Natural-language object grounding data
+ + + +

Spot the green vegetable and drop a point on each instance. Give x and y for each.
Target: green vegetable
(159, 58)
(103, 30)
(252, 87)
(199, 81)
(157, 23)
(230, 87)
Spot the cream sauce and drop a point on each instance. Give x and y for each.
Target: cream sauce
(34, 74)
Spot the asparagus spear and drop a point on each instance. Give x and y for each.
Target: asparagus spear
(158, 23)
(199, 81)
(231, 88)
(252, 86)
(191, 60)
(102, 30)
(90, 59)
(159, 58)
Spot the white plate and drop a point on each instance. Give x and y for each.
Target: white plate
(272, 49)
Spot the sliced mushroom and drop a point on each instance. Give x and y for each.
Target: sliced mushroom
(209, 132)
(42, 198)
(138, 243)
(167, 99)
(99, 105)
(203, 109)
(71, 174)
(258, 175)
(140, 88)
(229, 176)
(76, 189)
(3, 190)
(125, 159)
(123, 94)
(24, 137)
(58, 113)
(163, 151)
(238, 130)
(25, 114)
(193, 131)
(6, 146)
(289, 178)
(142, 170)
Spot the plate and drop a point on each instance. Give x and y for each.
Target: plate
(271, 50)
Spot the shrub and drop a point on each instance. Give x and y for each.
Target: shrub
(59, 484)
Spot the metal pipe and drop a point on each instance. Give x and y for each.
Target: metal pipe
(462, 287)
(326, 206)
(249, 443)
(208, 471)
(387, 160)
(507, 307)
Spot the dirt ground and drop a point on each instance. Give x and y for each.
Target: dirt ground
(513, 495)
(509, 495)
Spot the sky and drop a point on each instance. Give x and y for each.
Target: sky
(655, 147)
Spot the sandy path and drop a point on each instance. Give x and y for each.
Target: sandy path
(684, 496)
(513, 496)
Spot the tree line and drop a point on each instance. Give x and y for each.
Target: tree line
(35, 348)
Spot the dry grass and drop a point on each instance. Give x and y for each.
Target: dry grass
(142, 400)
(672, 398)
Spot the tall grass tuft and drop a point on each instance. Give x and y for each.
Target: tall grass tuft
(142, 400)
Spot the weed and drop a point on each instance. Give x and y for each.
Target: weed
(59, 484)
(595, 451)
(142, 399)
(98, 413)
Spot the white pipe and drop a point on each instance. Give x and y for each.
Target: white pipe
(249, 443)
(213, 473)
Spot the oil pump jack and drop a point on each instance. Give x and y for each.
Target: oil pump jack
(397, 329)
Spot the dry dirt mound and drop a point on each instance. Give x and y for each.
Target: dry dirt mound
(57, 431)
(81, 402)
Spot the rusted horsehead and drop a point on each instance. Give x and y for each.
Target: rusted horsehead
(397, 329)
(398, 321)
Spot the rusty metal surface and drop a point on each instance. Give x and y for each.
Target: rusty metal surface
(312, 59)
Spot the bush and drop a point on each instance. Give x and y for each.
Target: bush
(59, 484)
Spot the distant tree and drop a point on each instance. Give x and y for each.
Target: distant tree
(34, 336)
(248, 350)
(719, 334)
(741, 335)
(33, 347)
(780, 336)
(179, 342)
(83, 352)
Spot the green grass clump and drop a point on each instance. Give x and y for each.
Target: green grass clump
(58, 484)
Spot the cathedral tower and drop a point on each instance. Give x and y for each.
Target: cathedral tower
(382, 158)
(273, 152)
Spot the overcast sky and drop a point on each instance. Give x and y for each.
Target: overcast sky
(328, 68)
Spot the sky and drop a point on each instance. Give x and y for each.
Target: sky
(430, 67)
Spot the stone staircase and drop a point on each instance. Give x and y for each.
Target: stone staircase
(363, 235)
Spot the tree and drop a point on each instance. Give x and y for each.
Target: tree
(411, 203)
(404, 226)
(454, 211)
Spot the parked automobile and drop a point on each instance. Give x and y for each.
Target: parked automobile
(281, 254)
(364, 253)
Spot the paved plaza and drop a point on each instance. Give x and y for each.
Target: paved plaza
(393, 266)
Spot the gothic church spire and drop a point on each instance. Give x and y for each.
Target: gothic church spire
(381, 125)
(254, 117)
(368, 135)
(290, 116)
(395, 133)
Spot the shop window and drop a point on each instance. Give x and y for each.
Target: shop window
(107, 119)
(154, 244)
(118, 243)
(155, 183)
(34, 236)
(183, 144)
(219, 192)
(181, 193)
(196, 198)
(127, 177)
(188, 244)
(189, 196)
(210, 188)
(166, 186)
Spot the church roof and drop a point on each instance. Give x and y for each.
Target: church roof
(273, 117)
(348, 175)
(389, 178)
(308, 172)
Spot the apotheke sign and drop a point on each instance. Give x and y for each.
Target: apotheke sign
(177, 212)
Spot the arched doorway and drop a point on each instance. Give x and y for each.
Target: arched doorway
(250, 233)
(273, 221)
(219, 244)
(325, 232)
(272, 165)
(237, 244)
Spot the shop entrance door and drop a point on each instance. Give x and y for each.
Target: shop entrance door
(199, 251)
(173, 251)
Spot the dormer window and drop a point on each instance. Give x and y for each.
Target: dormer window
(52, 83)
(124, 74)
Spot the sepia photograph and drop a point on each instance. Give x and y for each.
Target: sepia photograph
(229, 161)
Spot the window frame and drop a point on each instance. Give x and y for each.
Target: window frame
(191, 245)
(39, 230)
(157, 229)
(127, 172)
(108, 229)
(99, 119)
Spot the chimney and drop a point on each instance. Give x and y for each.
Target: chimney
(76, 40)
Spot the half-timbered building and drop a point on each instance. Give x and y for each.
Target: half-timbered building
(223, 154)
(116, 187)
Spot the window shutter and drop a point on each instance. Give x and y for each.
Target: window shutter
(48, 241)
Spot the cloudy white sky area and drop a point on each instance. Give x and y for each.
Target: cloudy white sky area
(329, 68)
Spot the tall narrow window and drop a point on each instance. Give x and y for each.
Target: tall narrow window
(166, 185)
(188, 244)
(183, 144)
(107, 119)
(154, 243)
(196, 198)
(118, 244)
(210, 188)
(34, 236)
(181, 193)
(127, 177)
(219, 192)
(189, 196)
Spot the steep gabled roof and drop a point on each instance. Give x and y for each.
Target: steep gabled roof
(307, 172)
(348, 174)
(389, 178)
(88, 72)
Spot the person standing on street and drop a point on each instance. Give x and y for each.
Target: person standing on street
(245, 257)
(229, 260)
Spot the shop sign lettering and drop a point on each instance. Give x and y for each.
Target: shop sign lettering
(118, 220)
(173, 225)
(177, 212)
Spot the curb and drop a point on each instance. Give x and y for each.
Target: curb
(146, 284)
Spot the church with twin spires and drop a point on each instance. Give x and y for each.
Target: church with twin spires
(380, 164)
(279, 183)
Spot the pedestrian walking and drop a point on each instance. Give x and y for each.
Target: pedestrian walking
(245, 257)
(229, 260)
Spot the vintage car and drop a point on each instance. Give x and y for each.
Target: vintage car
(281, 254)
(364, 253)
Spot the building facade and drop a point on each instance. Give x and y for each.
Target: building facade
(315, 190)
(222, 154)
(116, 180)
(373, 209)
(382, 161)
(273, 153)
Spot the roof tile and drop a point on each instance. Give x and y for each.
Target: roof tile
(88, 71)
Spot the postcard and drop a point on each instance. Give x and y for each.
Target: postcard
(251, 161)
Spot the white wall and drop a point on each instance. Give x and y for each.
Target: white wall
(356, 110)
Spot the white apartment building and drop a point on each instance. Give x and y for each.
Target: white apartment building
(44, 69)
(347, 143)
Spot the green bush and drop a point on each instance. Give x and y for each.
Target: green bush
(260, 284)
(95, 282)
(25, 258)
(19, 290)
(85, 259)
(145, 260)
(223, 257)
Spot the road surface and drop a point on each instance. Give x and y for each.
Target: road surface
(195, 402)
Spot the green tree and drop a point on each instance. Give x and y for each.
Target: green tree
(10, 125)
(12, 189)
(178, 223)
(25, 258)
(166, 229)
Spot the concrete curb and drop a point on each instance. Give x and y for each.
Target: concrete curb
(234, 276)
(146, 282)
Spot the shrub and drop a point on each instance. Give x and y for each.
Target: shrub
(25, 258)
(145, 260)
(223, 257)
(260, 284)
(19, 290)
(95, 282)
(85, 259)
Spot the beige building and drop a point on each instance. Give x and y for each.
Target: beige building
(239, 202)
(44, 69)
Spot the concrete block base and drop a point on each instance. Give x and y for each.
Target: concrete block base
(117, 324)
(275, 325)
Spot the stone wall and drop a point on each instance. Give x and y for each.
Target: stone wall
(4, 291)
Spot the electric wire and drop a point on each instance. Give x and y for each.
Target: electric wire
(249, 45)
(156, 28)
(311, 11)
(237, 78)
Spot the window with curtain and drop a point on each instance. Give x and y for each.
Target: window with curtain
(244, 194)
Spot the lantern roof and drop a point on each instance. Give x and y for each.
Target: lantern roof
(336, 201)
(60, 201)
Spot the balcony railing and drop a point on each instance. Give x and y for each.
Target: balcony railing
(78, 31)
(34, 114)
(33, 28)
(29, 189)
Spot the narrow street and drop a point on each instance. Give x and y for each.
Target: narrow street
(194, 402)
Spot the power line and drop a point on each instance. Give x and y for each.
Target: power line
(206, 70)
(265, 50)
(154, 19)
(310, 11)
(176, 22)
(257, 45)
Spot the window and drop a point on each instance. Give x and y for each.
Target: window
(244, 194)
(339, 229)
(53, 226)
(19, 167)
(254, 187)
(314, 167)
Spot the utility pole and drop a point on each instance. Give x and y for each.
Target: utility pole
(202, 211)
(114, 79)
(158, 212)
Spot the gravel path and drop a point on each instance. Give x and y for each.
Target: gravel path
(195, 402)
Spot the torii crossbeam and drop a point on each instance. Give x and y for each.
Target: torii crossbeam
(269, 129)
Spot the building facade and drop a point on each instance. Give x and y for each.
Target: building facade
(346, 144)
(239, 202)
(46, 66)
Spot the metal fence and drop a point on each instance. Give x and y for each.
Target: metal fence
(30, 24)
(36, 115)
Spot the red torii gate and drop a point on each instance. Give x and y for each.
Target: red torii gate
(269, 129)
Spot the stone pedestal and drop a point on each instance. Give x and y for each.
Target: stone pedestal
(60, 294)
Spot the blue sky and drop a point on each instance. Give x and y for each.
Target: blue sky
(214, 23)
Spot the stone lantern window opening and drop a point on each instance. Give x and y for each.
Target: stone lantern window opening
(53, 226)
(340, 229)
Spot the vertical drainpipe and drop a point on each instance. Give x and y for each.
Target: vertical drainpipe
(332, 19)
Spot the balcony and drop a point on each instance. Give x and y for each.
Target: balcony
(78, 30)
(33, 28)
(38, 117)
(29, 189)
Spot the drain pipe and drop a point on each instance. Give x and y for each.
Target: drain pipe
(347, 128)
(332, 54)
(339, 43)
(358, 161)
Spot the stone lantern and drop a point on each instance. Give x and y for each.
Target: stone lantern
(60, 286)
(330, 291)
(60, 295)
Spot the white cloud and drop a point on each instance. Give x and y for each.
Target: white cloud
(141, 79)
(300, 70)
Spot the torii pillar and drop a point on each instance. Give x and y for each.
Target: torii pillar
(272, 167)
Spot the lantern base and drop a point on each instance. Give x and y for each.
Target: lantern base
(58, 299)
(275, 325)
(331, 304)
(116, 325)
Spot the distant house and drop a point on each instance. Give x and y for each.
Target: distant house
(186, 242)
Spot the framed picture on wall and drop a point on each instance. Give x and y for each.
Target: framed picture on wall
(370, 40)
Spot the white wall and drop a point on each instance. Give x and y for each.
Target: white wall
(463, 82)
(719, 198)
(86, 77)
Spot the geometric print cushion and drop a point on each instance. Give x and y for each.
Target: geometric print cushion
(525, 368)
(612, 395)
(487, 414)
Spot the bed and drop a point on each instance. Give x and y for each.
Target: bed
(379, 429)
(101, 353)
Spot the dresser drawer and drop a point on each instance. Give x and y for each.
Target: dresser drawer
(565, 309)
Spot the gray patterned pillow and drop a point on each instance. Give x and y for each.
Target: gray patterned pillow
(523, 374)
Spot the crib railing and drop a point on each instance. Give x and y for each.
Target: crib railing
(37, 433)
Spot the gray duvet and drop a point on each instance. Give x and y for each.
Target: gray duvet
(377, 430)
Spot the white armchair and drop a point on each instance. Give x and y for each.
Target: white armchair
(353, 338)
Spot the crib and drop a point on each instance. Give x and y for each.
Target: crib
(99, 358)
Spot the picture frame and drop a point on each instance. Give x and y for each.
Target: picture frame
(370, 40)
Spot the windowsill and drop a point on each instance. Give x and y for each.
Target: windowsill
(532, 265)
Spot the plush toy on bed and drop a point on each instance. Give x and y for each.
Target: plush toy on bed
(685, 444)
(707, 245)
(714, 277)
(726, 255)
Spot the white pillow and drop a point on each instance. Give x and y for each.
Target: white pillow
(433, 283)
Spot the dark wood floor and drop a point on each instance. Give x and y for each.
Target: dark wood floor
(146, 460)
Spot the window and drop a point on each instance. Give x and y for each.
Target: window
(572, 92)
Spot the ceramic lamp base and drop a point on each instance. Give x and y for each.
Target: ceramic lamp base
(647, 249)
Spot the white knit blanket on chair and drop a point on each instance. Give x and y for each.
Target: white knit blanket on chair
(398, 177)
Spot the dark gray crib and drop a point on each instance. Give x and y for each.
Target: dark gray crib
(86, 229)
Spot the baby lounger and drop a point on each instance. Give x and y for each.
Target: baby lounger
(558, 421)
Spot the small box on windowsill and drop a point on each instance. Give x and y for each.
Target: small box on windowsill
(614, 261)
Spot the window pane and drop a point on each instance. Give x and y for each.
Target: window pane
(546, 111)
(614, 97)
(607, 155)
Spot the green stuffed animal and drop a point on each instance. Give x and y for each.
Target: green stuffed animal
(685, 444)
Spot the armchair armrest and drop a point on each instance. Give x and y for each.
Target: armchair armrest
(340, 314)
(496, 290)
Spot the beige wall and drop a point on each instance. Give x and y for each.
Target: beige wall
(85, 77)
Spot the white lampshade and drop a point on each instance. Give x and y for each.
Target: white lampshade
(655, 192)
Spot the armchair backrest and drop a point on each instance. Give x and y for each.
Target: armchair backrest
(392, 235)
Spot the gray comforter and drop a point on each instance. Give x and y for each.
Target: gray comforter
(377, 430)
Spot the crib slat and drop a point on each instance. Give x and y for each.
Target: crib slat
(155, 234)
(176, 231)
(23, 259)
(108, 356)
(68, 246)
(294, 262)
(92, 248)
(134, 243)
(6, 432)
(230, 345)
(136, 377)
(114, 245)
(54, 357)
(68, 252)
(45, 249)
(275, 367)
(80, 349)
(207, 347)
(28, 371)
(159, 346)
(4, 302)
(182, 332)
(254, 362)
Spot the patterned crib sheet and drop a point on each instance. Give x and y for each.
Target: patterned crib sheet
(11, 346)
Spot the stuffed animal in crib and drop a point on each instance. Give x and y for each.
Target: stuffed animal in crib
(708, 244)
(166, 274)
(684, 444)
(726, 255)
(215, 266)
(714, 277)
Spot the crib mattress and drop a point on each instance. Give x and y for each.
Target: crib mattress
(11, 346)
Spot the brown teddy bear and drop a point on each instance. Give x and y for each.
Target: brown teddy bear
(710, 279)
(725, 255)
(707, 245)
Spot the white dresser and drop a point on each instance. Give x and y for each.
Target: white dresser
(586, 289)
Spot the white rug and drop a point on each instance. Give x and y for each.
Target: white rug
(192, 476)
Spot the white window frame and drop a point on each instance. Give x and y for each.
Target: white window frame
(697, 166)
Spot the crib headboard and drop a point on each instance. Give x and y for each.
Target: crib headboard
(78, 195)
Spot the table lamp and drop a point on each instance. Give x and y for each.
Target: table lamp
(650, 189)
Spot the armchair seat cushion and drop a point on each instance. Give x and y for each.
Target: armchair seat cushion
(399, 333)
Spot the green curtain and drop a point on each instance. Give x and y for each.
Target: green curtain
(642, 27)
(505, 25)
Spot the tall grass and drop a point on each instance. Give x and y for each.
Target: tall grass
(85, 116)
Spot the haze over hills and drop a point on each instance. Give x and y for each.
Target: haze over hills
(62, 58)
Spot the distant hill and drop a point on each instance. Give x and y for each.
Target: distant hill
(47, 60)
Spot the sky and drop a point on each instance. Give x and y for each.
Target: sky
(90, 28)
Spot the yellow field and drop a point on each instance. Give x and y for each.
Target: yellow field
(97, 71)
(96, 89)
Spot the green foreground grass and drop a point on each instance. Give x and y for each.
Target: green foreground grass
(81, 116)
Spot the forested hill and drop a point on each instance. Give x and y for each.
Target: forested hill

+ + + +

● **YOUR INSTRUCTIONS**: All that is wanted is the run of lines from the start of the data through the line containing "Spot the asparagus", copied word for word.

● **RESPONSE**:
Spot the green vegetable and drop a point on each instance. Give x and y for each.
Target: green vegetable
(159, 58)
(103, 30)
(252, 87)
(199, 81)
(157, 23)
(230, 87)
Spot the cream sauce and drop a point on each instance. Give x and y for each.
Target: cream sauce
(34, 74)
Spot the asparagus spear and drop a point on each instance. Give x and y for each.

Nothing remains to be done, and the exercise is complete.